Collection entries

■ ■ ■ ■ ■

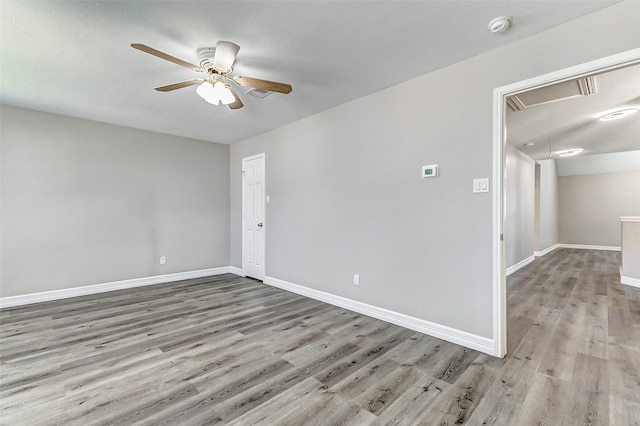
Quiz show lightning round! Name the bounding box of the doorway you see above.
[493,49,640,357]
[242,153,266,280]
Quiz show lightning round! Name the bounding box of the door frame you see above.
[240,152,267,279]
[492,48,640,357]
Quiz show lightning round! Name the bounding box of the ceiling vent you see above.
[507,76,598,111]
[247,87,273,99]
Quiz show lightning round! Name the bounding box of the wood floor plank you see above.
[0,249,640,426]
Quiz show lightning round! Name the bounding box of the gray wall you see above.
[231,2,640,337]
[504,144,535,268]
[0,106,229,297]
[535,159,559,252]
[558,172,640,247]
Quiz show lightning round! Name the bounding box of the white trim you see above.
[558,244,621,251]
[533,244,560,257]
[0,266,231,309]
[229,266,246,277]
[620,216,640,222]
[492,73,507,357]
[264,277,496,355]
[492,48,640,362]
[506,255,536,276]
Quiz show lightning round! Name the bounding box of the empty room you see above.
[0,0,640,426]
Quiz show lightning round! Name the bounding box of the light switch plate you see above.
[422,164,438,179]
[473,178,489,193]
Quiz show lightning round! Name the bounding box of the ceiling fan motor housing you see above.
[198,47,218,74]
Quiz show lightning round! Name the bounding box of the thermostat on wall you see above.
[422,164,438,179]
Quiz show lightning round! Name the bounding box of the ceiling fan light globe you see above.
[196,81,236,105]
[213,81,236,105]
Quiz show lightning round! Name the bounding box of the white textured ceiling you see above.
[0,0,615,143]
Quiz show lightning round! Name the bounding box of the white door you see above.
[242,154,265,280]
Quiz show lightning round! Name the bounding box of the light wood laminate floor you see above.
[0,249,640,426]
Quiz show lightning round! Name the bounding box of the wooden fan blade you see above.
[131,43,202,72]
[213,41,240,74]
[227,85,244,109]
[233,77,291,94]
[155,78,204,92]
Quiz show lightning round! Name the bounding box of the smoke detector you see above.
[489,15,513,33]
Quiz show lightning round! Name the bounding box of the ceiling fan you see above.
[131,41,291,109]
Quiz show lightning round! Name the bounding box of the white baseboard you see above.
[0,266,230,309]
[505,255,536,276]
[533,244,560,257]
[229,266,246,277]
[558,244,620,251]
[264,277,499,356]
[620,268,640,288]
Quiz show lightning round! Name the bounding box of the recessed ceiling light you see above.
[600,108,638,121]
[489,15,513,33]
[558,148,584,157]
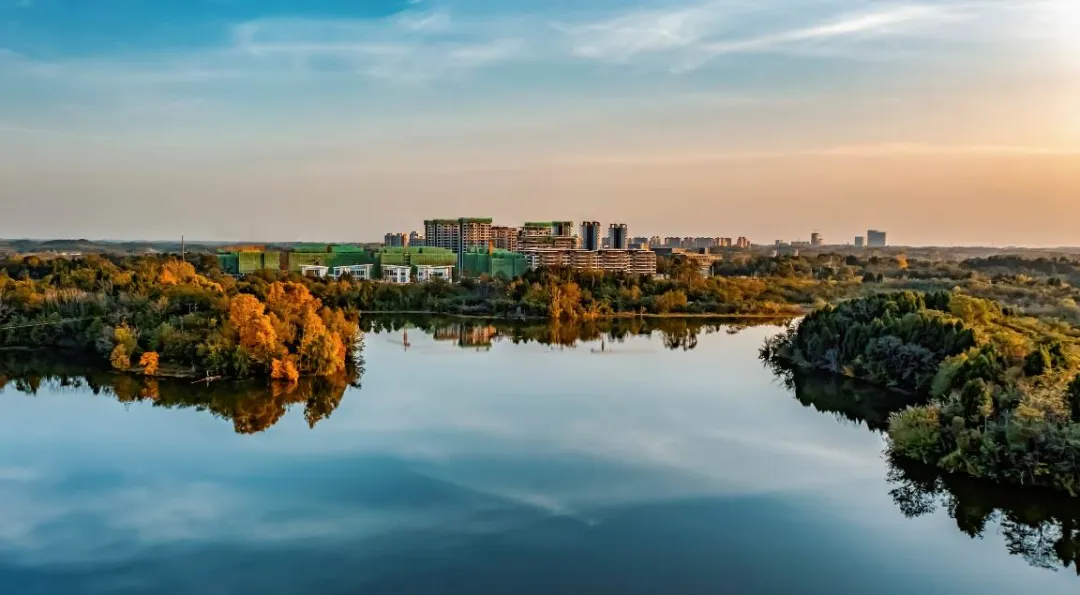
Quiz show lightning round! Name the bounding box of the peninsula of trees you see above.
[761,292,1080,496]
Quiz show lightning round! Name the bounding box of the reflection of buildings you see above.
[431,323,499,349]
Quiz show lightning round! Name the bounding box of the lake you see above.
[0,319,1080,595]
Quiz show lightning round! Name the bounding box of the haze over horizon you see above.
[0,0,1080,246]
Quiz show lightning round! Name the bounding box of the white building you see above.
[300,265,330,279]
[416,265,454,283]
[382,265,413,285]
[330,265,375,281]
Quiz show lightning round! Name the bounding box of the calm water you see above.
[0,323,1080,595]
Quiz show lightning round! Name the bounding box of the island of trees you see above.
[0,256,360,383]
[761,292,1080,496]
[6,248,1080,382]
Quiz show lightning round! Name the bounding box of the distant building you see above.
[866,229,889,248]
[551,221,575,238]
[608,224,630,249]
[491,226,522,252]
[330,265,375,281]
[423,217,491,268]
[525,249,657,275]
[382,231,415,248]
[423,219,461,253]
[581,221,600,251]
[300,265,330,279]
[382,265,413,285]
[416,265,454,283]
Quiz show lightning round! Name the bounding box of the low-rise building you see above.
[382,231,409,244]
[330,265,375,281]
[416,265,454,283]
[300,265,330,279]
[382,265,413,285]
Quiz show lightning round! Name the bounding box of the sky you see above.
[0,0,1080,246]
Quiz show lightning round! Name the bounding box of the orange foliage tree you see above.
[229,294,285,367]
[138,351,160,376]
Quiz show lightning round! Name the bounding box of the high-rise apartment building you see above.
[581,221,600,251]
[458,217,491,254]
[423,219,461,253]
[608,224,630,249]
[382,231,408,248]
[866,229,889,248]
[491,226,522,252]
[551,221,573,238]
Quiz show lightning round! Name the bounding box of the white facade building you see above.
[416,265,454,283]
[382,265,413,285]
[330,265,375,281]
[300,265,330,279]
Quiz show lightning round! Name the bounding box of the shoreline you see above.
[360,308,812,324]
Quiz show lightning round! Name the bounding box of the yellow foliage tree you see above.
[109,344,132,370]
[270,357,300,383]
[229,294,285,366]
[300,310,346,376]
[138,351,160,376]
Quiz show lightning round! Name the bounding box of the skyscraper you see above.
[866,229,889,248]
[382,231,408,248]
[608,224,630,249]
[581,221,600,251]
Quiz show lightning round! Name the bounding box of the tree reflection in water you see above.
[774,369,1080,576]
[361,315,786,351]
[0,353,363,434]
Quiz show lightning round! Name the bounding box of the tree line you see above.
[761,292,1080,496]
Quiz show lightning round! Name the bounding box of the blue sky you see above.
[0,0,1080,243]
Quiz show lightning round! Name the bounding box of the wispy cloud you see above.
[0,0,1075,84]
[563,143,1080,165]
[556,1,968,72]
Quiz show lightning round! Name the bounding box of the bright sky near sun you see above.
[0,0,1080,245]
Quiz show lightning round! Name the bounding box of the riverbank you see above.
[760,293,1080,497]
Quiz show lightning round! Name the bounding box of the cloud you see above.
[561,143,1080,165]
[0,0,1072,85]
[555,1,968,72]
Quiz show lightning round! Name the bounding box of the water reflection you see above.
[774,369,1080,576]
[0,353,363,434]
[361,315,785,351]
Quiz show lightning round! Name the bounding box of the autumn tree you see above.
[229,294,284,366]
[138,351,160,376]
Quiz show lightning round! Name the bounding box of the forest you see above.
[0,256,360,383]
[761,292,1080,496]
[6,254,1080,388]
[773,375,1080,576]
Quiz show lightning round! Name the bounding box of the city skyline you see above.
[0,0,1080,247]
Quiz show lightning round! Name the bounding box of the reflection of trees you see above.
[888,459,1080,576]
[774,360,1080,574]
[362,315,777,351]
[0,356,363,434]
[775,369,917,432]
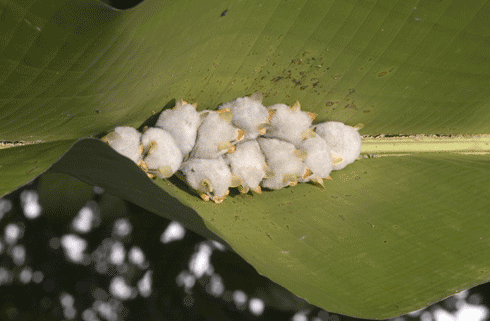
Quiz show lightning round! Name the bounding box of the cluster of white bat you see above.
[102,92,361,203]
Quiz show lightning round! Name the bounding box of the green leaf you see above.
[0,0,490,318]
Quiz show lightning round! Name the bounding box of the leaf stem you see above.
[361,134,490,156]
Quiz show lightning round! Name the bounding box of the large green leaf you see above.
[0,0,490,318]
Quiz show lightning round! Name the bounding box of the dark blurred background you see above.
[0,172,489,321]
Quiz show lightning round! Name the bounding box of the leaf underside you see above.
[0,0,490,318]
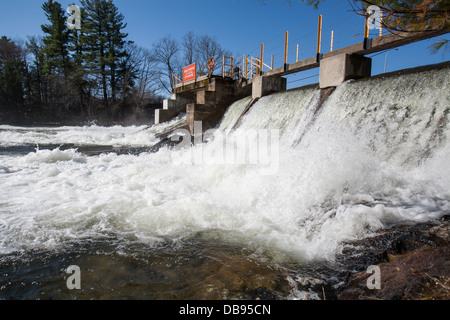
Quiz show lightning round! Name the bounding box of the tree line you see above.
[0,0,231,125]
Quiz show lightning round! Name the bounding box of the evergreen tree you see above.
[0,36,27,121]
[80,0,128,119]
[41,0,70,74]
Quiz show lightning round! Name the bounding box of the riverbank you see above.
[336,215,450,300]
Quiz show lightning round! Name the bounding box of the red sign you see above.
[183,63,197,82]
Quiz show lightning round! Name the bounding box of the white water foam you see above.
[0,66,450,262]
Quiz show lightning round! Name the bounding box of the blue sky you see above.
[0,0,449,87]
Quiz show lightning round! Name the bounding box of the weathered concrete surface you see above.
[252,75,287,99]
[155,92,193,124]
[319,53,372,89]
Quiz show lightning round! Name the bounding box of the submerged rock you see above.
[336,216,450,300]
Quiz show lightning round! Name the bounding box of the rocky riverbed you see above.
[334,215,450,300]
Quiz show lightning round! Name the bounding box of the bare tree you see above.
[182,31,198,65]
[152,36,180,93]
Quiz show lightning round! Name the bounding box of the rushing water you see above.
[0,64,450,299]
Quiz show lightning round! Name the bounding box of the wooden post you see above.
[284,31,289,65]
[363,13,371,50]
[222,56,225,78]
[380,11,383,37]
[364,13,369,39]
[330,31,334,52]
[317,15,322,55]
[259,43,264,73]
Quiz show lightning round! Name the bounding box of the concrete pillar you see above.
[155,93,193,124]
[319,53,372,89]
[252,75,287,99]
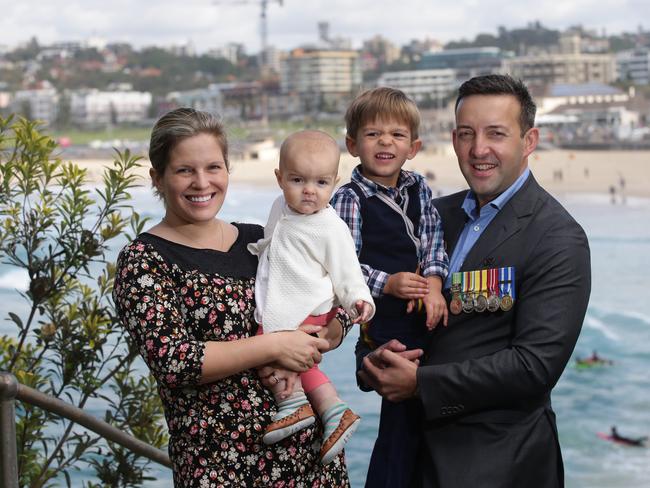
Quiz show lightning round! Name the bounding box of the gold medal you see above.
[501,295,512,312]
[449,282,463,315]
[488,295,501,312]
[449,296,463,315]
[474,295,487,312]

■ ■ ■ ■ ■

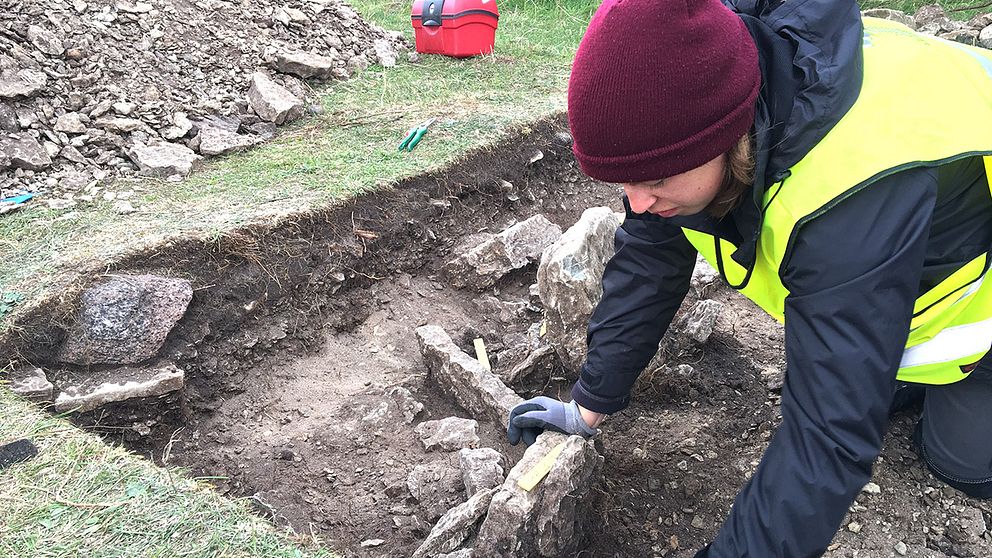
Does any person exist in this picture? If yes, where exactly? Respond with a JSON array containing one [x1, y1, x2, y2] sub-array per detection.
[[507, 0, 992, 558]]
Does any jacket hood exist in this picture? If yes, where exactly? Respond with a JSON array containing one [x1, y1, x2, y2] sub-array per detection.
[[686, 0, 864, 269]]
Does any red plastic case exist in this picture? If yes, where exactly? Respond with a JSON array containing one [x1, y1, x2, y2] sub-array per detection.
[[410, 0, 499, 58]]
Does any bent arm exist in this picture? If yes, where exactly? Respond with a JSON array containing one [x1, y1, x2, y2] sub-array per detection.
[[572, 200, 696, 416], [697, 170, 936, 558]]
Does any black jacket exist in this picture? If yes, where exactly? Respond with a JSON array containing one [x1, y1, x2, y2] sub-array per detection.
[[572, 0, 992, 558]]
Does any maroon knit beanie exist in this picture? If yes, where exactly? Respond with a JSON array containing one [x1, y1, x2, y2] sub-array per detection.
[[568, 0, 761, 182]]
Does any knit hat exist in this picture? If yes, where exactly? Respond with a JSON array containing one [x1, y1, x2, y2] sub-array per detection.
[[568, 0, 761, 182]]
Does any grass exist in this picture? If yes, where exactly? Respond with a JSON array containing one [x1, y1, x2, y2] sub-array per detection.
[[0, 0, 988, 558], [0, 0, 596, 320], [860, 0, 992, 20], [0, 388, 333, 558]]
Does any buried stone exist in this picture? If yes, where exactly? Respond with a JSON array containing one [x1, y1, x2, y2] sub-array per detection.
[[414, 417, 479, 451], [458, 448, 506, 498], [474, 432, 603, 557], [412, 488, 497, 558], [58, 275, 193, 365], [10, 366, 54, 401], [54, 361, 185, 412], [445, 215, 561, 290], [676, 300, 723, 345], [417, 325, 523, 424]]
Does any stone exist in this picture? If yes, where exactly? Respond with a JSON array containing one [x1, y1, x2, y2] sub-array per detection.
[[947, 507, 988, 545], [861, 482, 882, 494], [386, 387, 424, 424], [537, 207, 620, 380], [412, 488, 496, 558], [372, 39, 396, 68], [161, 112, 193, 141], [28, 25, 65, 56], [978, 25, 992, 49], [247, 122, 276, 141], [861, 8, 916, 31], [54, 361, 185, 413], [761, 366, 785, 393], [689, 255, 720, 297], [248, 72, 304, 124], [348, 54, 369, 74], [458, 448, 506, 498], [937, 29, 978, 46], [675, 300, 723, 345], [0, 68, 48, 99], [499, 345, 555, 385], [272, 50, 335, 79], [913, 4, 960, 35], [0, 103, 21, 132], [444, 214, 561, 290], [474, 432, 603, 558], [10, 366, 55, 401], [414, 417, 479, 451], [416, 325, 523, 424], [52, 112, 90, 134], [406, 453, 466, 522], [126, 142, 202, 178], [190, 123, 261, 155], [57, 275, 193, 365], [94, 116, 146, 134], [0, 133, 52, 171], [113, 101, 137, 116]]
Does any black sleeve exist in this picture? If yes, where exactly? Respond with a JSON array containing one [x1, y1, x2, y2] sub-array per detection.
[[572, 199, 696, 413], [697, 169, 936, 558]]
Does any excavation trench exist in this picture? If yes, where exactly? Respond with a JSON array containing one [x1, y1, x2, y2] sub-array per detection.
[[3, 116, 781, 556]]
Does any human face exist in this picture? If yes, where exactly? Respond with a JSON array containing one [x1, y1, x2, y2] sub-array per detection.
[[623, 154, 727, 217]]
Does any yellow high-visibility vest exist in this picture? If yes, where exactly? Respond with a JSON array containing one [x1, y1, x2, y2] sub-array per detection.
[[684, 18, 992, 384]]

■ ■ ■ ■ ■

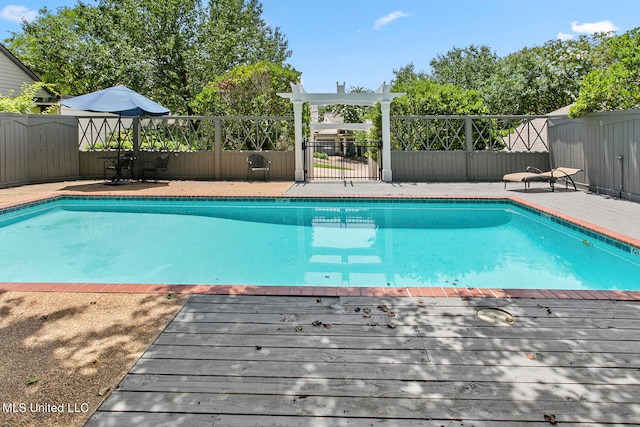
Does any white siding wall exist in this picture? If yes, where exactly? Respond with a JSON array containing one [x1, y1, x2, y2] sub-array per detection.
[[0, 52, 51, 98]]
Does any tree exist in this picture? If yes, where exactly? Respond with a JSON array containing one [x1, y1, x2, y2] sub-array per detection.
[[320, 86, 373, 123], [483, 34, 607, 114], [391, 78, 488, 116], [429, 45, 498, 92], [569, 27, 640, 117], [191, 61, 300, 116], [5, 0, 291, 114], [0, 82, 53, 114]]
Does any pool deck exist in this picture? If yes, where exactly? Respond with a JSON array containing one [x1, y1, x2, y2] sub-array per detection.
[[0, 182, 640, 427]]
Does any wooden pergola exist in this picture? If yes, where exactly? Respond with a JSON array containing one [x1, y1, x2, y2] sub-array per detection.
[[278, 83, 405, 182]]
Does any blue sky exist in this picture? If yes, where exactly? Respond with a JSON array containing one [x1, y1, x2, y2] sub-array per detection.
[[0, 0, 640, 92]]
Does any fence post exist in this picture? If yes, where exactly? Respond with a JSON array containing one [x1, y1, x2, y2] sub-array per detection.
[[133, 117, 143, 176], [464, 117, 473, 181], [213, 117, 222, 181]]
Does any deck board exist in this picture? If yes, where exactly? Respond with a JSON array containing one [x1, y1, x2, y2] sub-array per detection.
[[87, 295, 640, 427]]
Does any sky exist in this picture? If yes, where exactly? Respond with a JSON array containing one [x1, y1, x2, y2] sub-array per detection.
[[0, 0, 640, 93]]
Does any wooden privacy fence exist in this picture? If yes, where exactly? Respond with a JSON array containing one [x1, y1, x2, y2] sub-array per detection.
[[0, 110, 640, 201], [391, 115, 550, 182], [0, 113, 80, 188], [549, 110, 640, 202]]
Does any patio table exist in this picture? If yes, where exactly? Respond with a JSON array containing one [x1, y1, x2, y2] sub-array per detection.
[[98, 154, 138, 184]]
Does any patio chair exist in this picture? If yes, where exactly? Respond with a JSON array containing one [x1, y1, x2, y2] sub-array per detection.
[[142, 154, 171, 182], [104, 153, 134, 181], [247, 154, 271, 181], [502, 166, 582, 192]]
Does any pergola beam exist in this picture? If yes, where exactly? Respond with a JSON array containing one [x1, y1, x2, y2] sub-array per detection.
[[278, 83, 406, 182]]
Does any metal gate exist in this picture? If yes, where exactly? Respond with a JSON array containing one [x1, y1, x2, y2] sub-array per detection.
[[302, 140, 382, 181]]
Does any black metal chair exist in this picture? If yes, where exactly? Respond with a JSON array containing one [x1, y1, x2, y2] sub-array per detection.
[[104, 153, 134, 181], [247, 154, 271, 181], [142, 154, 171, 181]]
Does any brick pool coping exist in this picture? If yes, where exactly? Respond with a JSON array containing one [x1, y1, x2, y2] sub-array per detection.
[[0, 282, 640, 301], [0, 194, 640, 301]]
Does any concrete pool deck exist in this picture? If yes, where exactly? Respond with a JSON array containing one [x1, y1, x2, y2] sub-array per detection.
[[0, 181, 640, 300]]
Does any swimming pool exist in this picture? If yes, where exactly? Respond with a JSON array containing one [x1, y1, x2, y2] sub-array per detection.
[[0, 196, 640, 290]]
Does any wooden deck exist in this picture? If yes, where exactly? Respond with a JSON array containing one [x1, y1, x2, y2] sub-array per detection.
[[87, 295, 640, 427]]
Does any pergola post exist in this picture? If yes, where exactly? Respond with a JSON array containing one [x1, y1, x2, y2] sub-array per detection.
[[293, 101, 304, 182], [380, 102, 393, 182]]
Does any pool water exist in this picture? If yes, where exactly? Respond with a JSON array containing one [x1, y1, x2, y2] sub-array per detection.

■ ■ ■ ■ ■

What to produce =
Reproduce, character for character, the records beginning with the line that contains "Does any concrete" and ending with the line that contains "[[293, 101, 304, 182], [380, 102, 393, 182]]", with both of those lines included.

Complete answer =
Does any concrete pool deck exist in this picture? If yes, where exactly? Respond with a JSON array containing one [x1, y1, x2, y2] sub-array per detection.
[[0, 181, 640, 300]]
Does any swimming pool exist in this picture? If yes, where exactly? Respond with a JSON array containing one [x1, y1, x2, y2] sub-array per detection.
[[0, 196, 640, 290]]
Does any wooden deck exist in this picture? If yes, where exactly? Respond with a JSON array containing one [x1, y1, x2, y2] sub-array per detection.
[[87, 295, 640, 427]]
Does any pergola post exist in this picture? If yes, where exactly? Respond with a JSON array containing one [x1, y1, x2, y2] sub-array per detection.
[[293, 101, 304, 182], [380, 102, 393, 182]]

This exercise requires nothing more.